> Your goal: Filter the material below down to the lines containing the word "lettering".

> Records provided:
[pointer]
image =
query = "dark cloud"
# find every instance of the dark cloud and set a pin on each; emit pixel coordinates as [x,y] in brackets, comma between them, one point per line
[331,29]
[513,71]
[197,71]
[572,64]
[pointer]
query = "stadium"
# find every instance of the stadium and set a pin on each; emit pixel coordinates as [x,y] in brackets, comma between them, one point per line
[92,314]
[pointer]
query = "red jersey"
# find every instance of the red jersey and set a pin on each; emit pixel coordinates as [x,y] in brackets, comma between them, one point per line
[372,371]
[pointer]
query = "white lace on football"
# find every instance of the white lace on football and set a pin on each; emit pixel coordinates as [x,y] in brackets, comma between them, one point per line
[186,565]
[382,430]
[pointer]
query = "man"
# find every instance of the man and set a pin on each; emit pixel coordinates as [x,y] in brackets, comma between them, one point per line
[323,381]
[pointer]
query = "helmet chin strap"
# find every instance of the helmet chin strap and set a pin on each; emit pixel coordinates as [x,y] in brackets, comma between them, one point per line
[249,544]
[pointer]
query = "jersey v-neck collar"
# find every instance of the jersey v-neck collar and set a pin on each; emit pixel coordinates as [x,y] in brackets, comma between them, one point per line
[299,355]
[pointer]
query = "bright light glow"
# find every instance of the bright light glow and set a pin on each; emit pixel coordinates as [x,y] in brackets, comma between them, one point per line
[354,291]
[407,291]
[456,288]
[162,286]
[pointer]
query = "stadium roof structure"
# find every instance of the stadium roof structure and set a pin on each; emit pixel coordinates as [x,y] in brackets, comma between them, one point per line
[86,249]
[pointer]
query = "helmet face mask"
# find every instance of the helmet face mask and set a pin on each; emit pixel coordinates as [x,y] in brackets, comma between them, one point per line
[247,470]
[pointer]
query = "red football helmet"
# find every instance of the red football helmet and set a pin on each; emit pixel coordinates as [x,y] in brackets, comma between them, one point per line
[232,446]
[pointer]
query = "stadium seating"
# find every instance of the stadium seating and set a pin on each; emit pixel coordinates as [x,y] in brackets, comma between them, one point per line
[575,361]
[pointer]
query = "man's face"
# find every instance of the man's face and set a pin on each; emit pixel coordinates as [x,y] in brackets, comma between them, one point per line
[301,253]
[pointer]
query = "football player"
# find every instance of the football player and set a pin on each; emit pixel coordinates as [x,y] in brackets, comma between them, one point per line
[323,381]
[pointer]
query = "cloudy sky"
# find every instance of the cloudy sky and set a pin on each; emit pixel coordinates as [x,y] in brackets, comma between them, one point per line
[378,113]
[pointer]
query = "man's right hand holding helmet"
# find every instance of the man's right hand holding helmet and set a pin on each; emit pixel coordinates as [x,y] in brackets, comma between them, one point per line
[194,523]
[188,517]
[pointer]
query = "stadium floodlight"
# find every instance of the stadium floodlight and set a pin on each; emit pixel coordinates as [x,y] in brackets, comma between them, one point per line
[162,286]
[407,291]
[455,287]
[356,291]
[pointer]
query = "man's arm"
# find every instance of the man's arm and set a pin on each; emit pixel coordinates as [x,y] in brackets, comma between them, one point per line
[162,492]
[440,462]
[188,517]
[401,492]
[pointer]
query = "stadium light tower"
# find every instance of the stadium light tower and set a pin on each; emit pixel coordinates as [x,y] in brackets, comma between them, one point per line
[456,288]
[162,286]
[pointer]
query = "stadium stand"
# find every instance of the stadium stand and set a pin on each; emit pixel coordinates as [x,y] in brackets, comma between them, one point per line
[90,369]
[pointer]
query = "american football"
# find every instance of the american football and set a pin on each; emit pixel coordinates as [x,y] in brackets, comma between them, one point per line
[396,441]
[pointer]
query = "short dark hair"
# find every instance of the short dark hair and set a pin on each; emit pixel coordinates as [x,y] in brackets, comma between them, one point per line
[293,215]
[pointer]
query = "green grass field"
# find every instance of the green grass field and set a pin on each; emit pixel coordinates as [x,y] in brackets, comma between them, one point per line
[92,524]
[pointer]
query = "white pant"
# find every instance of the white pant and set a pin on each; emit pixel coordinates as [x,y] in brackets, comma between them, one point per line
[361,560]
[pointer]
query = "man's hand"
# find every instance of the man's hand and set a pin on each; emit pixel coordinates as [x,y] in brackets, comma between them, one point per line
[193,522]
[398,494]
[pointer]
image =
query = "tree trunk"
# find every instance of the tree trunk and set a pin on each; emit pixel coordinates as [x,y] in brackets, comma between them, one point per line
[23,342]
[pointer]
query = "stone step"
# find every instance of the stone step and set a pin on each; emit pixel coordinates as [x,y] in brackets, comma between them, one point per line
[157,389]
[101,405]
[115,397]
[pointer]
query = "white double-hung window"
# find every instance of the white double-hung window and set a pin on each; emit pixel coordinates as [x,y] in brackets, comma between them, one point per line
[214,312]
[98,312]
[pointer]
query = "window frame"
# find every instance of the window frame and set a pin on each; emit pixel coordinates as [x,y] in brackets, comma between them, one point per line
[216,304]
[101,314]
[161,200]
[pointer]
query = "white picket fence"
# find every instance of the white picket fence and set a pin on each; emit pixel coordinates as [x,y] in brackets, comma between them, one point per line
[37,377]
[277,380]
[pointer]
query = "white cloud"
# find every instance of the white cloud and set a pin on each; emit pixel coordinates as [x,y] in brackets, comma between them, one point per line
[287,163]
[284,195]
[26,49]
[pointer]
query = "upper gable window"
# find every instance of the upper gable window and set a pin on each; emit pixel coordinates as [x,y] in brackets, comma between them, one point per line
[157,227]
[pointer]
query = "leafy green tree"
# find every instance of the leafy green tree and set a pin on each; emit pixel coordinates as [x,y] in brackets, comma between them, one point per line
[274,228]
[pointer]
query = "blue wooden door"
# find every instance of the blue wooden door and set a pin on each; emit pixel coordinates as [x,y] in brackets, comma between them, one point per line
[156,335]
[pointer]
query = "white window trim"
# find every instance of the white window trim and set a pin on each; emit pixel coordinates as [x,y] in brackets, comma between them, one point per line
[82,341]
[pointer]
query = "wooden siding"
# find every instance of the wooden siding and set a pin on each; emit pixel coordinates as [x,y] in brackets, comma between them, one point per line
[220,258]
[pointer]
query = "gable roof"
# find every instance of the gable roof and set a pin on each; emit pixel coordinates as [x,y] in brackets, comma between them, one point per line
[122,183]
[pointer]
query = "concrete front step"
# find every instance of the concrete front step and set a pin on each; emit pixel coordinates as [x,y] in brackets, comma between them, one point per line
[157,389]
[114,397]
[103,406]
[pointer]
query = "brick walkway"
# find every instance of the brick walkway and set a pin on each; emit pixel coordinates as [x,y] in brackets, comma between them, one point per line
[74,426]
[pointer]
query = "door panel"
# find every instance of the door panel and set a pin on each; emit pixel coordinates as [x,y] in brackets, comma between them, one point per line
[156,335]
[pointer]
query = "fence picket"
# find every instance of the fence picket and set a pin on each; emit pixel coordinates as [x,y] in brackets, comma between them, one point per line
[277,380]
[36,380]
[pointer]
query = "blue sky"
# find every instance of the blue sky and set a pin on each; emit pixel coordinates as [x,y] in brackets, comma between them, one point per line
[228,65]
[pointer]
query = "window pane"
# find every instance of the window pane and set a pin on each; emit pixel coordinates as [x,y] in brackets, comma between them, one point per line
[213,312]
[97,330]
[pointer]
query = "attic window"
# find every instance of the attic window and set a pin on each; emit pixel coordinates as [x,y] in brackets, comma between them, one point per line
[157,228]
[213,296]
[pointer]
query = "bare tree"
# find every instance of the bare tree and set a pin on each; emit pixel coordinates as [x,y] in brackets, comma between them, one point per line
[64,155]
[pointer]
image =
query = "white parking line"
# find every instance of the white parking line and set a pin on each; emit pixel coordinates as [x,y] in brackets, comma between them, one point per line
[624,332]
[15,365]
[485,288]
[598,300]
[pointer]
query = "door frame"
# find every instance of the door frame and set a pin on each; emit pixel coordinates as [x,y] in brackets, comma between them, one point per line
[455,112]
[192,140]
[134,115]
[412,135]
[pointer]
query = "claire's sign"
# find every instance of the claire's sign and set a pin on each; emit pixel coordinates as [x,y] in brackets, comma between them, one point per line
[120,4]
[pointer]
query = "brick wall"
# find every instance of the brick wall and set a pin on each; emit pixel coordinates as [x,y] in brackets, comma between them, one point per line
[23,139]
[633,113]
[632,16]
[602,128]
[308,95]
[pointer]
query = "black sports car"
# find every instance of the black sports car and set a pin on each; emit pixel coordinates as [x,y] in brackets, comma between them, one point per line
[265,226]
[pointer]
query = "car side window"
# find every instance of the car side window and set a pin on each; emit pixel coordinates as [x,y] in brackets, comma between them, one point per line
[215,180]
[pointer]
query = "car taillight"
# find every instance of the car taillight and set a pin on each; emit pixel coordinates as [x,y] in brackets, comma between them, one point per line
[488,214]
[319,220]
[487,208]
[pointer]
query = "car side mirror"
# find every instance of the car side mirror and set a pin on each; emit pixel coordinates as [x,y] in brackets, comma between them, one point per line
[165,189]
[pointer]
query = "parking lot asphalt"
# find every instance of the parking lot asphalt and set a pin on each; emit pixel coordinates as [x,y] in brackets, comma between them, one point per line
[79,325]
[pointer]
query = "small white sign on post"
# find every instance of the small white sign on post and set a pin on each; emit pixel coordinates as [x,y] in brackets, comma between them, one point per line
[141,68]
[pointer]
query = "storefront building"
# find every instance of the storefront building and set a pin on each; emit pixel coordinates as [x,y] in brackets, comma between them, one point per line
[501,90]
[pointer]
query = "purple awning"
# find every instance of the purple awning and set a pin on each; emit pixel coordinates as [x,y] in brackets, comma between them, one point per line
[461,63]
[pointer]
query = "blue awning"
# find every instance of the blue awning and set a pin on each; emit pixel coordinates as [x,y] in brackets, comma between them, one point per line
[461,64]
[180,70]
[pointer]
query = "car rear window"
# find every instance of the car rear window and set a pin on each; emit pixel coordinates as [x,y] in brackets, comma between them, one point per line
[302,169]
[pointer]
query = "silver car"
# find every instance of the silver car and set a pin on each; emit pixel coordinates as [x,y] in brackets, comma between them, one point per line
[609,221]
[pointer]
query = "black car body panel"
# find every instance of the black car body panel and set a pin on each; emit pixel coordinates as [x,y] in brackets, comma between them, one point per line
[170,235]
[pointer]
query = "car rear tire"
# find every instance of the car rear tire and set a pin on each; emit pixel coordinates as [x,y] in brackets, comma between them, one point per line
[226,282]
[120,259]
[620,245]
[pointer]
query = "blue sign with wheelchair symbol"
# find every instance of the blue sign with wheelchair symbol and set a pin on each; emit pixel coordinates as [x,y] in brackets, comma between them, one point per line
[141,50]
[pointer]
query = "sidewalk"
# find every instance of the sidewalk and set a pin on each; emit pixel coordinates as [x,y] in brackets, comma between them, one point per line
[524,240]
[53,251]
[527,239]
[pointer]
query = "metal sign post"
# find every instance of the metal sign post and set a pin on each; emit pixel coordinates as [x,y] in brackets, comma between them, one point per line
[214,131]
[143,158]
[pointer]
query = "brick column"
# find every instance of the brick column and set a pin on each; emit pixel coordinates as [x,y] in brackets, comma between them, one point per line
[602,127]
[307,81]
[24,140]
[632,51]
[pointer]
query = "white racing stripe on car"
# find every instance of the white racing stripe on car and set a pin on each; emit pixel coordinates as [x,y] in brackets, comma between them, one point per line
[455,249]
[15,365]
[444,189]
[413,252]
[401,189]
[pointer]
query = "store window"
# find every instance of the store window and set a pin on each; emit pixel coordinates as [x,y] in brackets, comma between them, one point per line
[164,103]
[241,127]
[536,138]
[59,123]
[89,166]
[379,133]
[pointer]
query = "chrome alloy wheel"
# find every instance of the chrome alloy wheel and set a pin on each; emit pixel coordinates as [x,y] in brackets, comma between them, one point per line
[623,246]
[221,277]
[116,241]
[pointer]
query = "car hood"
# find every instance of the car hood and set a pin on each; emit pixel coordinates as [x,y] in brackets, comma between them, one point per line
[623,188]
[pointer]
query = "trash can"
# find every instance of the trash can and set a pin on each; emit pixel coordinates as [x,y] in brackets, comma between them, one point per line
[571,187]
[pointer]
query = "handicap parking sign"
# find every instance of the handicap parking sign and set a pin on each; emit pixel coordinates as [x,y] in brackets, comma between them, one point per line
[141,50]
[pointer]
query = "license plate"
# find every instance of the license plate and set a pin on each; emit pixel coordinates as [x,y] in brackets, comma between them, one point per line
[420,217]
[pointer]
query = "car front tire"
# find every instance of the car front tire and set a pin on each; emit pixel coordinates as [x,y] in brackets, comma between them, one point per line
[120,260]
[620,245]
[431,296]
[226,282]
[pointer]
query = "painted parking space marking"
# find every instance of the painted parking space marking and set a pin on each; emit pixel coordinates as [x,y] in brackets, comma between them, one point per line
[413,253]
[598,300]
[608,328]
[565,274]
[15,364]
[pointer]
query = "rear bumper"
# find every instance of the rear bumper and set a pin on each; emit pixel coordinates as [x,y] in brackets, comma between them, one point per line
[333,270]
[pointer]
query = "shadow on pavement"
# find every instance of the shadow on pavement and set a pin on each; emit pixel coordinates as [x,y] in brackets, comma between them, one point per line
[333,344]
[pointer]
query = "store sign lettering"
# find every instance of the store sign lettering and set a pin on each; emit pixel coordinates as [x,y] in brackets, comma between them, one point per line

> Response to this exercise:
query = "store sign lettering"
# find every instance of the store sign lettering and set a pin on each; emit pixel coordinates as [x,y] in brackets, comma between them, one point per line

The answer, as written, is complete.